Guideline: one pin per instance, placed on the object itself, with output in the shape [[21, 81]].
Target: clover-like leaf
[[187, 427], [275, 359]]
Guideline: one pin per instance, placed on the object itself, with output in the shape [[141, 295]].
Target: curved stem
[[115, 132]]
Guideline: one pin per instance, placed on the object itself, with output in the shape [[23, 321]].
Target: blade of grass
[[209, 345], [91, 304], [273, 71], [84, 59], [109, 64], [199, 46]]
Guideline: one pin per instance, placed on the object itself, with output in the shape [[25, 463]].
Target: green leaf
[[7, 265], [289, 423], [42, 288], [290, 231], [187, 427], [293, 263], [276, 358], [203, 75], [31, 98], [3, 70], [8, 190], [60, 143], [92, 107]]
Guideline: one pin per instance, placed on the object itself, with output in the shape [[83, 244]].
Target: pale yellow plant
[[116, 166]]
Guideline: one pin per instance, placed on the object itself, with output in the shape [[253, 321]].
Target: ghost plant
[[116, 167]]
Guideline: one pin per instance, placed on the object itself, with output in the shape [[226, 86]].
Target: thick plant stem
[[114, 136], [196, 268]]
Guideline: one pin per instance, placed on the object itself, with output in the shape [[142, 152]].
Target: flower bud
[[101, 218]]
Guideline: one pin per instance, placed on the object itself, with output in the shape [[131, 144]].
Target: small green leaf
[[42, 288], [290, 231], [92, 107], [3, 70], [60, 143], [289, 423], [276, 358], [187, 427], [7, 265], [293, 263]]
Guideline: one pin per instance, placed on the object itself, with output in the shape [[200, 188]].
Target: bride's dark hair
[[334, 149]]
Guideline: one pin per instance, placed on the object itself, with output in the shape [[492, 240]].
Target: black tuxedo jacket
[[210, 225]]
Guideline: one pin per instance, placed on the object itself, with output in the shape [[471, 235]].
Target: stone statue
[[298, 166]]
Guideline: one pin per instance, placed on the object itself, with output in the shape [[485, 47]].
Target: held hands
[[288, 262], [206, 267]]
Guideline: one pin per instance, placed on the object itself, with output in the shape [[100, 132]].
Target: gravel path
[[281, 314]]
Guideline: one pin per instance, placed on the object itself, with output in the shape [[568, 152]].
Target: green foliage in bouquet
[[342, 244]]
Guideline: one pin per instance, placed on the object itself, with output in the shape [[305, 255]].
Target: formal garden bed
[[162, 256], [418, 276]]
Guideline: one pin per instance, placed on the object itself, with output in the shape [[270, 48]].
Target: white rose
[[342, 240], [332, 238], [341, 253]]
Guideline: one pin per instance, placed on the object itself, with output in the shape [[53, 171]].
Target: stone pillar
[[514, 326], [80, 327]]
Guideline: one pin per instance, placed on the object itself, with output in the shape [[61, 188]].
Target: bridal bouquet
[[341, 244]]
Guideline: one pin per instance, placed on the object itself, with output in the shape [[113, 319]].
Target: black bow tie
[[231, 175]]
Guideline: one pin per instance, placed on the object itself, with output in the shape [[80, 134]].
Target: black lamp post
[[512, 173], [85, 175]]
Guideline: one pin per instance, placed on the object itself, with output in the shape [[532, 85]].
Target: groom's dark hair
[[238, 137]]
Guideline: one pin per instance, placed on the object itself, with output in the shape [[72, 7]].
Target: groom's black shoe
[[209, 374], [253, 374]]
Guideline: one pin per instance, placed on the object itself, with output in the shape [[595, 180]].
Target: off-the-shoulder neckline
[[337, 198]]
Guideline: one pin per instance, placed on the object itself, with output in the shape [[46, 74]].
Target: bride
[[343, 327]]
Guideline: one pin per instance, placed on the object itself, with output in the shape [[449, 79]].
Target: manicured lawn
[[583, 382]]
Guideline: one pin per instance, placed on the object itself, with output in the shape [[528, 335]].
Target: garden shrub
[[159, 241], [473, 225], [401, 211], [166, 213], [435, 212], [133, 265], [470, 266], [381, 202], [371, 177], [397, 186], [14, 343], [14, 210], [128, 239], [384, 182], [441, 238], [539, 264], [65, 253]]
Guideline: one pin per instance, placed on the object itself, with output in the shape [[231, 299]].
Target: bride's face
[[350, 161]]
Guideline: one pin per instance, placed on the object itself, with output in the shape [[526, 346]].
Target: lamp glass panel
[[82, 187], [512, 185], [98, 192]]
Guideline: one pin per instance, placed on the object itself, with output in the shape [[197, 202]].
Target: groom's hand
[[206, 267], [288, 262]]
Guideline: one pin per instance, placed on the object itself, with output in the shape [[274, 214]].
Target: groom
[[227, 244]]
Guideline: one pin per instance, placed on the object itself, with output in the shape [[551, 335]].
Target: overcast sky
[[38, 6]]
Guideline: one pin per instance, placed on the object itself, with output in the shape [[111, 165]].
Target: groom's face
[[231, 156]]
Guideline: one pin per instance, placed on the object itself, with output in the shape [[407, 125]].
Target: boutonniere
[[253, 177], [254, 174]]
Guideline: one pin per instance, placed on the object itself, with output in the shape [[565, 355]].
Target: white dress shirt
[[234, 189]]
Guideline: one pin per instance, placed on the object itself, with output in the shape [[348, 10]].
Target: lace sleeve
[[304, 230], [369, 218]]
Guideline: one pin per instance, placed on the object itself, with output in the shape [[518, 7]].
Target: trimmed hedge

● **THE PROBLEM**
Can you render every line of the records above as a Markdown table with the columns Row and Line, numbering each row and leaving out blank lines?

● **FULL OUTPUT**
| Row | Line |
|---|---|
| 1 | Guideline: one pin per instance, placed on the object itself, with output in the shape [[21, 81]]. |
| 2 | Target: clover-like leaf |
| 3 | [[187, 427], [275, 359]] |
| 4 | Guideline: one pin per instance, placed on the object itself, with output in the shape [[141, 295]]. |
| 5 | Target: curved stem |
| 6 | [[115, 132]] |
| 7 | Guideline: one pin per instance, placed on the object itself, with output in the shape [[23, 321]]. |
| 8 | Target: blade of grass |
| 9 | [[209, 345], [91, 304], [273, 71], [84, 59], [109, 64], [199, 46]] |
| 10 | Guideline: one pin per instance, placed on the object itself, with output in the shape [[25, 463]]. |
| 11 | Target: green leaf |
| 12 | [[7, 265], [289, 423], [42, 288], [290, 231], [187, 427], [293, 263], [276, 358], [203, 75], [31, 98], [3, 70], [8, 190], [60, 143], [92, 107]] |
| 13 | Guideline: one pin per instance, placed on the object itself, with output in the shape [[83, 244]]. |
| 14 | Target: pale yellow plant |
| 15 | [[116, 166]] |
| 16 | Guideline: one pin per instance, placed on the object itself, with output in the shape [[253, 321]]. |
| 17 | Target: ghost plant |
| 18 | [[116, 167]] |
| 19 | Guideline: one pin per instance, placed on the object itself, with output in the shape [[226, 86]]. |
| 20 | Target: thick plant stem |
| 21 | [[114, 136], [196, 268]] |
| 22 | Guideline: one pin per instance, placed on the object itself, with output in the shape [[142, 152]]. |
| 23 | Target: flower bud |
| 24 | [[101, 218]] |
| 25 | Guideline: one pin per instance, placed on the object itself, with output in the shape [[131, 144]]. |
| 26 | Target: small green leaf |
| 27 | [[42, 288], [290, 231], [92, 107], [3, 70], [60, 143], [289, 423], [276, 358], [187, 427], [7, 265], [293, 263]] |
| 28 | Guideline: one pin per instance, placed on the object itself, with output in the shape [[200, 188]]. |
| 29 | Target: bride's dark hair |
| 30 | [[334, 149]] |
| 31 | Guideline: one pin per instance, placed on the object itself, with output in the shape [[492, 240]]. |
| 32 | Target: black tuxedo jacket |
| 33 | [[210, 225]] |
| 34 | Guideline: one pin per instance, placed on the object itself, with output in the shape [[471, 235]]. |
| 35 | Target: stone statue |
| 36 | [[298, 166]] |
| 37 | Guideline: one pin per instance, placed on the object itself, with output in the shape [[485, 47]]. |
| 38 | Target: held hands |
| 39 | [[288, 262], [206, 267]] |
| 40 | Guideline: one pin per instance, placed on the object itself, with output in the shape [[100, 132]]. |
| 41 | Target: gravel path |
| 42 | [[281, 314]] |
| 43 | Guideline: one pin per instance, placed on the object itself, with output in the shape [[568, 152]]. |
| 44 | Target: green foliage in bouquet |
| 45 | [[342, 244]] |
| 46 | Guideline: one pin per instance, placed on the object itself, with output in the shape [[305, 255]]. |
| 47 | Target: formal garden bed |
| 48 | [[162, 256], [418, 276]] |
| 49 | Guideline: one pin per instance, placed on the object itself, with output in the shape [[270, 48]]. |
| 50 | Target: white rose |
| 51 | [[342, 240], [332, 238], [341, 253]] |
| 52 | Guideline: one pin per instance, placed on the object itself, with output in the shape [[53, 171]]. |
| 53 | Target: stone pillar |
| 54 | [[514, 326], [80, 327]] |
| 55 | Guideline: one pin per instance, placed on the object itself, with output in the shape [[61, 188]]. |
| 56 | Target: bridal bouquet |
| 57 | [[341, 244]] |
| 58 | Guideline: one pin per instance, placed on the object itself, with output in the shape [[113, 319]]. |
| 59 | Target: black bow tie |
| 60 | [[231, 175]] |
| 61 | Guideline: one pin per instance, placed on the object itself, with output in the shape [[80, 134]]. |
| 62 | Target: black lamp post |
| 63 | [[512, 173], [85, 175]] |
| 64 | Guideline: one pin per instance, placed on the object itself, with output in the shape [[532, 85]]. |
| 65 | Target: groom's dark hair |
| 66 | [[238, 137]] |
| 67 | Guideline: one pin per instance, placed on the object itself, with output in the shape [[72, 7]]. |
| 68 | Target: groom's black shoe |
| 69 | [[209, 374], [253, 374]] |
| 70 | Guideline: one pin per instance, placed on the object itself, with output in the shape [[595, 180]]. |
| 71 | Target: off-the-shoulder neckline |
| 72 | [[337, 198]] |
| 73 | Guideline: one pin per instance, placed on the object itself, with output in the shape [[46, 74]]. |
| 74 | Target: bride |
| 75 | [[343, 327]] |
| 76 | Guideline: one pin per instance, placed on the object itself, with output in the shape [[449, 79]]. |
| 77 | Target: manicured lawn |
| 78 | [[583, 382]] |
| 79 | Guideline: one pin per instance, placed on the object itself, with output in the shape [[528, 335]]. |
| 80 | Target: garden shrub |
| 81 | [[159, 241], [473, 225], [401, 211], [166, 213], [435, 212], [133, 265], [470, 266], [381, 202], [371, 177], [397, 186], [14, 343], [14, 210], [128, 239], [384, 182], [441, 238], [539, 264], [65, 253]] |
| 82 | Guideline: one pin per instance, placed on the object itself, with output in the shape [[231, 299]]. |
| 83 | Target: bride's face |
| 84 | [[350, 161]] |
| 85 | Guideline: one pin per instance, placed on the object itself, with output in the shape [[526, 346]]. |
| 86 | Target: lamp glass panel |
| 87 | [[82, 187], [512, 185], [98, 192]] |
| 88 | Guideline: one pin per instance, placed on the object itself, with output in the shape [[197, 202]]. |
| 89 | Target: groom's hand |
| 90 | [[206, 267], [288, 262]] |
| 91 | Guideline: one pin per instance, placed on the object itself, with output in the shape [[274, 214]]. |
| 92 | Target: groom |
| 93 | [[227, 244]] |
| 94 | Guideline: one pin per instance, placed on the object itself, with output in the shape [[551, 335]]. |
| 95 | Target: overcast sky |
| 96 | [[38, 6]] |
| 97 | Guideline: one pin per instance, placed on the object itself, with output in the shape [[111, 165]]. |
| 98 | Target: groom's face |
| 99 | [[231, 156]] |
| 100 | Guideline: one pin per instance, placed on the object itself, with output in the shape [[407, 125]]. |
| 101 | Target: boutonniere |
| 102 | [[253, 177], [254, 174]] |
| 103 | Guideline: one pin per instance, placed on the object itself, with output in the shape [[565, 355]]. |
| 104 | Target: white dress shirt |
| 105 | [[234, 189]] |
| 106 | Guideline: one pin per instance, placed on the object itself, with output in the shape [[348, 10]]. |
| 107 | Target: lace sleeve |
| 108 | [[304, 230], [369, 218]] |
| 109 | Guideline: one pin per instance, placed on the object itself, with output in the shape [[518, 7]]. |
| 110 | Target: trimmed hedge |